- _Written request_
Reproduce the complete listing without any deviation.

• • • • •

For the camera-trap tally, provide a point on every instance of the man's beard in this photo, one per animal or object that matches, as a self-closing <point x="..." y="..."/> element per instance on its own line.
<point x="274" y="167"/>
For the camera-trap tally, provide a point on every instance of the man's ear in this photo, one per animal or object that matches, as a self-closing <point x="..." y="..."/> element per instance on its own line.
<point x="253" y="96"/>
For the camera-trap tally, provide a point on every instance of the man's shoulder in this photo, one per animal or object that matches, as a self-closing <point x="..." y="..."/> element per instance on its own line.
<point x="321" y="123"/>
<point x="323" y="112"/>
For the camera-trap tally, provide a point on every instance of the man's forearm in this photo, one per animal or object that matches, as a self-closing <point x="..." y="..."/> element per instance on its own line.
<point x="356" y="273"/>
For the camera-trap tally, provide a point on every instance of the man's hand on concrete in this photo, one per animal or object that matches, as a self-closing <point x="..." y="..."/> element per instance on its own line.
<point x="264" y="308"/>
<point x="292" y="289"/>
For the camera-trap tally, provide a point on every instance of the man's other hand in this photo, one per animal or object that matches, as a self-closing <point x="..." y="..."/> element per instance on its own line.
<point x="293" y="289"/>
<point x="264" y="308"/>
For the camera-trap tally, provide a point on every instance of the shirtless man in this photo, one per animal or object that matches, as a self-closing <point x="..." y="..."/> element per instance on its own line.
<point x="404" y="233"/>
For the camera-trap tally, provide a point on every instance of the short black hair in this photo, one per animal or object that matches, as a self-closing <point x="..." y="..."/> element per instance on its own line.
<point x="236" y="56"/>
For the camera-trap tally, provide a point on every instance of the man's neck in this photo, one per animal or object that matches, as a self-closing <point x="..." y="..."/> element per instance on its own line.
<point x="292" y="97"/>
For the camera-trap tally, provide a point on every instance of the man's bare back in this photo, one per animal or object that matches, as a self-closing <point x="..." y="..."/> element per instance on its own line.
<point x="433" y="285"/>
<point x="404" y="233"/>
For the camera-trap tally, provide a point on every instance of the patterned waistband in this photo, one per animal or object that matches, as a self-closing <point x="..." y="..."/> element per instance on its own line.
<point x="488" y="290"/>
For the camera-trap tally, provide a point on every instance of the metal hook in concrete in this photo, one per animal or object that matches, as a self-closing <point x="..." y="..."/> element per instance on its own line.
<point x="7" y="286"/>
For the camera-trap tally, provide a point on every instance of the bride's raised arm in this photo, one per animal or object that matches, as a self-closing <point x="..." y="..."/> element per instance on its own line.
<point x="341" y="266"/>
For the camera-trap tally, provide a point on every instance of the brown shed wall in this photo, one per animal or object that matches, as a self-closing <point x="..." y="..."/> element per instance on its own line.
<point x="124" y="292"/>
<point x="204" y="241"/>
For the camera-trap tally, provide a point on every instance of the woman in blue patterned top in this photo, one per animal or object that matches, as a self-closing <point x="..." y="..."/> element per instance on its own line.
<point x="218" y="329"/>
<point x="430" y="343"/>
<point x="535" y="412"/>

• • • • •

- _Reply to the exercise_
For the camera-trap tally, provide a point on every instance of the man's beard in this photo, one per animal or object that matches, as a self-closing <point x="..." y="..."/> element per instance on its own line.
<point x="274" y="167"/>
For the camera-trap tally, provide a point on every instance of the man's ear in this photo, one per animal or object that matches, as a self-closing <point x="..." y="..."/> element per instance on its own line.
<point x="253" y="96"/>
For the camera-trap tally, provide a point on every instance of the man's shoulder in this photo, one per animal or object that matches, as a self-closing <point x="..." y="..."/> element per instance on its own line.
<point x="321" y="123"/>
<point x="323" y="112"/>
For the camera-trap tally, provide a point on every instance of the man's forearm in this photo, one per animal or object that matches, as a self-closing <point x="..." y="..."/> element per instance on its own line.
<point x="356" y="273"/>
For the camera-trap tally, provide a point on every instance of the man's hand on concrete in this photo, one per animal or object that matches, as a self-closing <point x="..." y="..."/> element per instance on its own line.
<point x="264" y="308"/>
<point x="292" y="289"/>
For the camera-trap tally, provide a point on every instance of the man's other hand in this photo, one per animal or object that matches, as a self-closing <point x="..." y="..."/> element per instance on its own line.
<point x="293" y="289"/>
<point x="264" y="308"/>
For the camera-trap tally, provide a point on every instance of the shirtless man in this photo, one per animal or object that matches, as a self-closing <point x="..." y="..."/> element per instance on its own line.
<point x="404" y="233"/>
For the camera-trap tally, provide a point on every instance of the short black hair in this photo, one per animal or object that matches, as a self-closing <point x="..." y="..."/> element per instance on its own line.
<point x="236" y="56"/>
For the camera-trap tally, provide a point on every instance of the man's neck in this photo, one per animal or object that matches, as a self-closing <point x="..." y="..."/> element per instance on its own line.
<point x="292" y="97"/>
For the camera-trap tally, provide a point on every instance of the man's bare back in this photo, one per animal or object that matches, as a self-closing <point x="..." y="..."/> element per instance on its own line.
<point x="433" y="285"/>
<point x="404" y="233"/>
For the camera-trap tally, provide a point on every instance of the patterned waistband in this photo, one per animal or object that matches, as a self-closing <point x="..." y="..."/> element per instance on its own line.
<point x="488" y="290"/>
For the camera-trap tally, provide a point on every instance of the metal hook in concrete in this photo, one per animal or object that matches, as a self-closing <point x="..." y="..."/> element per instance on its own line.
<point x="7" y="286"/>
For the camera-trap tally, provide a point on every instance of the bride's raised arm in this photo, one per animal or object that matches, as a self-closing <point x="..." y="..."/> element per instance on its own line.
<point x="341" y="266"/>
For the camera-trap tally, provide a point on every instance of the brown shed wall in this photo, one per animal or object that matches, as a self-closing <point x="..." y="..."/> element per instance on its own line.
<point x="124" y="292"/>
<point x="204" y="241"/>
For the camera-trap tally, provide a point on every instance of the woman in blue patterned top in this photo, one per animal or object that matches, as a self-closing <point x="..." y="..."/> element per instance on its own line.
<point x="218" y="329"/>
<point x="430" y="343"/>
<point x="535" y="412"/>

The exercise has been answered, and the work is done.